- ТРЕБОВАНИЯ: Где на подводной лодке Ремё хранила женскую одежду, согласно выбранному отрывку?

- ВЫБРАННЫЙ ОТРЫВОК:
........

«Во времена холодной войны было чего бояться. Мы ходили вдоль норвежского берега и в Баренцевом море с торпедами наготове и находились в непосредственной близости от советских военно-морских сил. Но все равно: больше всего я боялась, как бы меня не разоблачили как трансвестита», — рассказывает норвежка Джон Жанетт Сульстад Ремё журналу Forsvarets forum.
Ремё много лет вела двойную жизнь. В будние дни она была крутым капитаном с бородой и эмблемой с подводной лодкой на груди, а в выходные меняла в номере гостиницы форму на платье и высокие каблуки.
«Я переодевалась в женщину всегда, когда это было возможно. Но признаться было невозможно. Я представляла собой риск для вооруженных сил страны, поскольку вплоть до 2010 года трансвестизм считался психическим расстройством. Если бы меня разоблачили, то выгнали бы с флота в тот же день», — говорит Ремё Dagbladet.
Ремё выросла в маленькой деревушке Ульстейнвик в губернии Мёре и Румсдаль. Ей было всего четыре, когда она сказала родителям, что она — девочка.
«Нельзя сказать, что они пришли от этого в восторг», — признается Ремё.
«Однажды вечером я была дома одна, и искушение было слишком велико. Мне было 15 лет, и я решила прогуляться в маминой одежде, чтобы ощутить, что же такое свобода. Внезапно откуда ни возьмись показались трое парней, они шли домой с вечеринки. Я пустилась бежать изо всех сил, но один из них меня догнал.
Отчаяние было огромным, и она, подумав, решила все это бросить. Но после бессонной ночи Джон Жанетт приняла решение продолжать бороться. Но решила играть роль парня, поскольку боялась потерять друзей и родственников.
«Играла я хорошо. Так хорошо, что все закончилось тем, что я поступила в военно-морское училище».
Она хранила тайну больше 60-ти лет
Ремё служила в вооруженных силах с 1969 по 1982 годы. Из них четыре года она была капитаном подводной лодки.
Но женская одежда была с ней в плавании всегда. Хранилась она в самом надежном месте на подводной лодке — в сейфе вместе с сверхсекретными («Nato Cosmic Top Secret») документами НАТО.
«Удивительно, как никто из коллег меня не разоблачил. Хотя держать эту тайну в себе было нелегко».
Сама служба в вооруженных силах и ее график Ремё вполне устраивали. Потому что после долгого плавания наступало продолжительное свободное время. Время, когда она могла быть самой собой. А потом она женилась на женщине.
«Больше всего я сожалею о том, что не рассказала ей о том, что я — транссексуал. Это с моей стороны было ужасно гадко и так же отвратительно, как супружеская измена. Впрочем, у меня была слабая надежда, что все это у меня пройдет. Но не прошло», — рассказывает Ремё.
Позже они развелись. У них есть сын, который узнал папину тайну, когда ему было уже за 20.
«Когда я ему все рассказала, он немного помолчал, я потом сказал: „Папа, ты — самый крутой чувак из всех, кого я знаю“. Было приятно».

........

- ФРАГМЕНТ ДАННЫХ:
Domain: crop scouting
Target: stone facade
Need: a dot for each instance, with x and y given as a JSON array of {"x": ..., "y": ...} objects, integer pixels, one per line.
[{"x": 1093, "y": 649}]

........

- ОТВЕТ: В сейфе вместе со сверхсекретными документами НАТО.